SUPPLIED TEXT:
Characterizing the Genomic Profile in High-Grade Gliomas: From Tumor Core to Peritumoral Brain Zone, Passing through Glioma-Derived Tumorspheres

Round 1

Reviewer 1 Report

The authors were able to clarify each point I made in my review. I just have an additional one: 

• Conclusion: The authors should use the term 'limited' instead of 'not very long'.

In conclusion, the manuscript ist acceptable in its current form after clarifying the minor point mentioned above.

Author Response

Reviewer 1 Comments and Suggestions for Authors

The authors were able to clarify each point I made in my review. I just have an additional one: 

• Conclusion: The authors should use the term “limited”; instead of “not very long”.

R: We thank a lot the reviewer for appreciating our work. We corrected the term as suggested (line 553).

DATA FOR ANALYSIS:
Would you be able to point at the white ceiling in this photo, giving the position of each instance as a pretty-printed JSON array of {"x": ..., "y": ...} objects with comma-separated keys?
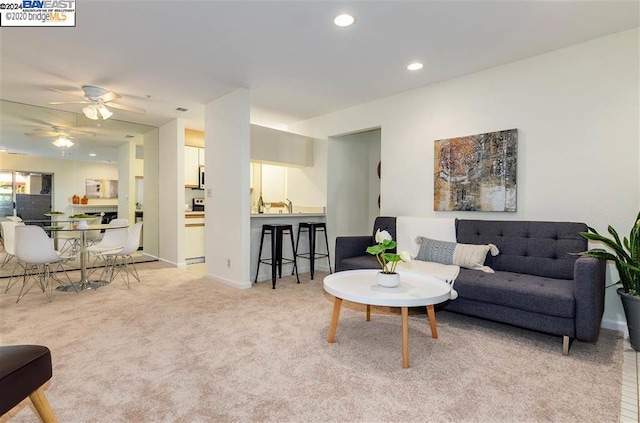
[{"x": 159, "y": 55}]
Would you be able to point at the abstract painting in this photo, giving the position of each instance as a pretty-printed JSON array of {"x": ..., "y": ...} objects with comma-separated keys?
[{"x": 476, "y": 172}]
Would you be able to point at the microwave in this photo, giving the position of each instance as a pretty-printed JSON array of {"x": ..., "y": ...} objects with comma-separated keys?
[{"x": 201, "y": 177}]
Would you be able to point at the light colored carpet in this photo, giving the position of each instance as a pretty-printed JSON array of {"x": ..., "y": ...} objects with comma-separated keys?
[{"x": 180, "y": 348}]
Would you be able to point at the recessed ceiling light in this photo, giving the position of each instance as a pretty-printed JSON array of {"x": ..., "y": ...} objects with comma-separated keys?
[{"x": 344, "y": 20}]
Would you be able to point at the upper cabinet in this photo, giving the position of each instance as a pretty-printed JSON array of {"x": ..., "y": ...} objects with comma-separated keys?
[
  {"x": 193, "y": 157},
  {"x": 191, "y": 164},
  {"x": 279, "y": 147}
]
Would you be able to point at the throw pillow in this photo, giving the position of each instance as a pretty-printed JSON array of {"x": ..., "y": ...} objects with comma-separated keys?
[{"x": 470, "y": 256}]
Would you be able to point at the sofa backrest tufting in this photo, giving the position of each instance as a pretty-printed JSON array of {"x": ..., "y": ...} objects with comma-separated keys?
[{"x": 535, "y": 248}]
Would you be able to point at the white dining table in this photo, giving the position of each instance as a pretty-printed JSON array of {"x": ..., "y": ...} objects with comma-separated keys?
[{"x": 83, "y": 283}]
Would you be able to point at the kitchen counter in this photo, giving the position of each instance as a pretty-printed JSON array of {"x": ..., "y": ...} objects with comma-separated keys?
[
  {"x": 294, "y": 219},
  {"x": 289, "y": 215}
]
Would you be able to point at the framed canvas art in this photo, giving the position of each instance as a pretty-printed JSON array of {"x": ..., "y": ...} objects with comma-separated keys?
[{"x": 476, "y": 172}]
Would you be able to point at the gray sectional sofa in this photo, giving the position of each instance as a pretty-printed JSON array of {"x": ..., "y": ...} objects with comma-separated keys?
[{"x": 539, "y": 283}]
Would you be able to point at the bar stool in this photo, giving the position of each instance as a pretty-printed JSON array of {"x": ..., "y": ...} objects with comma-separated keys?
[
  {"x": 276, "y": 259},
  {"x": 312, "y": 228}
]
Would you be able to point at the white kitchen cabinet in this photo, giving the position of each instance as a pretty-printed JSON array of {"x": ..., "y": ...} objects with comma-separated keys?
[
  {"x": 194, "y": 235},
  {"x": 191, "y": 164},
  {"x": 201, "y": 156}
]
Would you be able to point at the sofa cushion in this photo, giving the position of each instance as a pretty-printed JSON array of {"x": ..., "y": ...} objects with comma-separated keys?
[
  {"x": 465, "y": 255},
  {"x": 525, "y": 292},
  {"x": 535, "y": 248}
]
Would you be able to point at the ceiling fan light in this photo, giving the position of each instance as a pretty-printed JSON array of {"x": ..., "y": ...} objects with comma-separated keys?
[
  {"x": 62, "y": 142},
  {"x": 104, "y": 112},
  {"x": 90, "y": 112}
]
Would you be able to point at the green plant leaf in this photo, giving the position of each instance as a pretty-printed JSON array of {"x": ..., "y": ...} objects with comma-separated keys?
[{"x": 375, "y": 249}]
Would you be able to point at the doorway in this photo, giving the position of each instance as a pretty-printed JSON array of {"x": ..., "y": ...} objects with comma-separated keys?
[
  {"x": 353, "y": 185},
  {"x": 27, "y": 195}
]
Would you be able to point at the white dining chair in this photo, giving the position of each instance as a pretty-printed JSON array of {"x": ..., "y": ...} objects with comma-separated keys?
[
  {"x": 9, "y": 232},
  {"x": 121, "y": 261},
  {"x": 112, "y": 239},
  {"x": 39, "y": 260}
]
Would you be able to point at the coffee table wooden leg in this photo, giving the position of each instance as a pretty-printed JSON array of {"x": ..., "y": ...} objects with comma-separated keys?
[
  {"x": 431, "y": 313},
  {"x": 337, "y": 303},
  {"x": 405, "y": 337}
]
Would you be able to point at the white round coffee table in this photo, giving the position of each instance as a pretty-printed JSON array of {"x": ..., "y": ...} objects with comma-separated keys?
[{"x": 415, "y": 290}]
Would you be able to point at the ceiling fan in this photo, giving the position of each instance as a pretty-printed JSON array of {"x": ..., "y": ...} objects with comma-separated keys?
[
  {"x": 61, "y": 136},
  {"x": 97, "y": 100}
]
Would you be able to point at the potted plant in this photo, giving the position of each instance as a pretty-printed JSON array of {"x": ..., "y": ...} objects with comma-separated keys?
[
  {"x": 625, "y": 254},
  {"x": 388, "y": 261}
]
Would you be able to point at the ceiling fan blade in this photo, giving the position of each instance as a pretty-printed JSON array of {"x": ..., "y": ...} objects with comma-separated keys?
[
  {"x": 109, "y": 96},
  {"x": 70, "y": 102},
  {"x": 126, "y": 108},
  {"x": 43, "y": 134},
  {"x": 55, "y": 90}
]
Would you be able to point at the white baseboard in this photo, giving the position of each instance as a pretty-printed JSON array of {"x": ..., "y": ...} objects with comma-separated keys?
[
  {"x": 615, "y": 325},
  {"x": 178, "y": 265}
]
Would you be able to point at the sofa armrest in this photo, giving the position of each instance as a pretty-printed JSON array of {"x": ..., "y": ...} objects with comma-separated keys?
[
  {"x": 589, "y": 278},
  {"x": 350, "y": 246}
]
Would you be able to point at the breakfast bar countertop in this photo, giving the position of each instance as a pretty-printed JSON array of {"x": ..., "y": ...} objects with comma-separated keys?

REQUIRED WORK:
- a) In the glioma review exchange, at which line did the authors make the correction Reviewer 1 asked for?
- b) Please pick up the glioma review exchange after its last sentence and write what comes next.
The entries stand apart from the glioma review exchange.

RESPONSE LIST:
- a) Line 553.

- b)
Reviewer 2 Report

In this manuscript, M. Giambra and coworkers investigated by using array-CGH platform, the genomic profile of high grade gliomas (mostly glioblastoma IDH-wildtype) from tumour core biopsies (TC), their corresponding peritumoral brain zones (PBZ) and the derived glioma stem cells (GSC) grown as tumorspheres. They obtained a complete view of the genomic profiles of 20 tumour biopsies and compared these data to the genomic profiles of 14 related GSC cultures and to those of 7 PBZ biopsies. Then, the authors investigated by bioinformatics analysis (DAVID database) the pathways of genes involved in the detected genomic alterations and identified new genes and new regions potentially interesting in the glioblastoma study landscape.

This study is well conducted and the answers made by the authors following the reviewers’ comments are appropriate.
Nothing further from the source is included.